---------- Text shown ----------

The outline above describes the efficient augmenting-path algorithm to find a best-possible schedule of dates between two groups of students. More generally, it finds what’s called a *maximum matching* in a network of entities of two types (boys and girls; tasks and employees; prospective students and dorm-room places; and so on). It is an elegant example of a powerful algorithmic paradigm.

More advanced algorithms based on augmenting paths are used every day. In fact, a series of recently declassified documents revealed the following: during the cold war, the USA used an augmenting-path algorithm to compute the most efficient way to disrupt train transports in the Soviet Union! The computed plans describe how to disrupt all transports from Moscow to the Western front using the least amount of airstrikes. Luckily, they were never executed.

Let’s take our bearings; what did we achieve so far? You’ve seen the outline of the algorithm and understood why it is much more efficient than the brute force approach. However, there are some important details that the outline glosses over: how should you find an augmenting path? How can that be done in a structured way, and quickly? This is where the post-it’s come in; we’ll look at those details in the next section. The other important aspect that we still have not covered is: why does the approach always give a best-possible dating schedule? I will explain that afterwards. After seeing the proof, you will be able to trust the fact that the algorithm indeed gives us the best-possible answer.

### Why do we always find a best-possible dating schedule?

Now that you’ve understood the overall approach using augmenting paths, and have seen how augmenting paths can be found using post-it’s, the last aspect that we consider is the following: is the schedule we find using the algorithm always best-possible? Can we be sure that a dating schedule computed in this way, never causes people to sit alone, unmatched, without good reason?

After the time investment of understanding the algorithm, you’ll be happy to learn that *yes*, the output you get from the algorithm is always a best-possible dating schedule: no other schedule will contain *more dates*, and the found schedule only matches pairs that were mutually interested. This does not necessarily mean that *all students get a date* in the schedule. Depending on the preference lists, it may not be possible to find a dating schedule where everyone gets a date. Consider the following example:

If the preference lists lead to the network above, then not everyone can get a date. Since all potential dates either involve Evie or Troy, both of which can get only a single partner by the jealousy-prevention rule, a best-possible dating schedule for this class will consist of only two dates. There are several options; for example “Evie-Bernard,Tina-Troy” is an optimal matching; but “Evie-Mark,Gigi-Troy” is an equally good matching. The quality of the schedule is determined solely by *how many* compatible dates are planned.

Armed with this understanding of what it means for a dating schedule to be optimal, let’s see why the augmenting-path algorithm always leads to an optimal solution. The algorithm only stops when the network, with up/down directions based on which dates are currently scheduled, does not contain an augmenting path. To prove that the algorithm finds an optimal matching, I will show the following: if there exists a matching which plans *strictly more *dates than the schedule the algorithm has, then there exists an augmenting path in the network, meaning that the algorithm will find an improvement step. So the algorithm will *only* terminate when the schedule it has, consists of the maximum-possible number of dates.

We will prove the following: *if *the matching that the algorithm has is not yet optimal, *then *there is an augmenting path (so the algorithm will find a better matching before terminating). Consider the following example. Suppose the algorithm has a dating schedule indicated by red lines, which is not an optimal one because there is a better dating schedule indicated by blue lines.

----------

§ Tasks and exercises:
- 1) Decide whether each statement agrees with the augmenting-path text, answering yes or no and quoting the deciding words from the text.
(a) The computed plans to disrupt Soviet train transports were carried out.
(b) The algorithm's schedule always gives every student a date.
(c) In the example class, a best-possible dating schedule has only two dates.
- 2) Rewrite the passage of the augmenting-path text from "If the preference" to "dates are planned.", swapping "jealousy-prevention rule" for "one-partner rule".
- 3) Answer these questions from the augmenting-path text.
(a) During which war did the USA use an augmenting-path algorithm to plan train disruptions?
(b) What alone determines the quality of a dating schedule?
(c) Under what condition does the algorithm stop?

---------- Material ----------

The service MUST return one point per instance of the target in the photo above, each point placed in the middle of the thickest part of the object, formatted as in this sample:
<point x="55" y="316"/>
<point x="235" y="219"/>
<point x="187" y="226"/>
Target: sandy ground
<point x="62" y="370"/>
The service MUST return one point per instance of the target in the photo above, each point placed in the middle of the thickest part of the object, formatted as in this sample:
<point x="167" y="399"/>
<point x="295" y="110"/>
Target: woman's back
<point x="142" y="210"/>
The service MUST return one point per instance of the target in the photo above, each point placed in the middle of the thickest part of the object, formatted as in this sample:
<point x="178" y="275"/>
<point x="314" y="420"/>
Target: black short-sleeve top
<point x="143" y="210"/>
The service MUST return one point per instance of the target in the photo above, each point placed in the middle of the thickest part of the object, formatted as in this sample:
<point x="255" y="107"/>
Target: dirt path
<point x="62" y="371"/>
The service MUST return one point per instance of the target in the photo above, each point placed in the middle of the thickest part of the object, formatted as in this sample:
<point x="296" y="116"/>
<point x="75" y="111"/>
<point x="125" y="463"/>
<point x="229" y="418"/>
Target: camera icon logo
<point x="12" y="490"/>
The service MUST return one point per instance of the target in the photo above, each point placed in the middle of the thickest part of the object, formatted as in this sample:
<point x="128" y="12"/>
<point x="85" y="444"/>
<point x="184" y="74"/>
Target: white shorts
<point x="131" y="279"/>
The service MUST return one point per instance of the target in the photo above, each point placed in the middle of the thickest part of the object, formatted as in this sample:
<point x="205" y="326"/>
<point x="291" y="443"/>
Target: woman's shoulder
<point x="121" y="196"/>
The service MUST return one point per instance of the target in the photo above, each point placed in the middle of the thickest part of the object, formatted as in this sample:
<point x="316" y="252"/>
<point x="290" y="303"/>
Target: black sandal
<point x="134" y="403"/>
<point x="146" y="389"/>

----------

§ Results by task:
- 1)
(a) No: "Luckily, they were never executed."
(b) No: "Depending on the preference lists, it may not be possible to find a dating schedule where everyone gets a date."
(c) Yes: "a best-possible dating schedule for this class will consist of only two dates."

- 2)
If the preference lists lead to the network above, then not everyone can get a date. Since all potential dates either involve Evie or Troy, both of which can get only a single partner by the one-partner rule, a best-possible dating schedule for this class will consist of only two dates. There are several options; for example “Evie-Bernard,Tina-Troy” is an optimal matching; but “Evie-Mark,Gigi-Troy” is an equally good matching. The quality of the schedule is determined solely by *how many* compatible dates are planned.

- 3)
(a) The cold war.
(b) How many compatible dates are planned.
(c) When the network, with up/down directions based on which dates are currently scheduled, does not contain an augmenting path.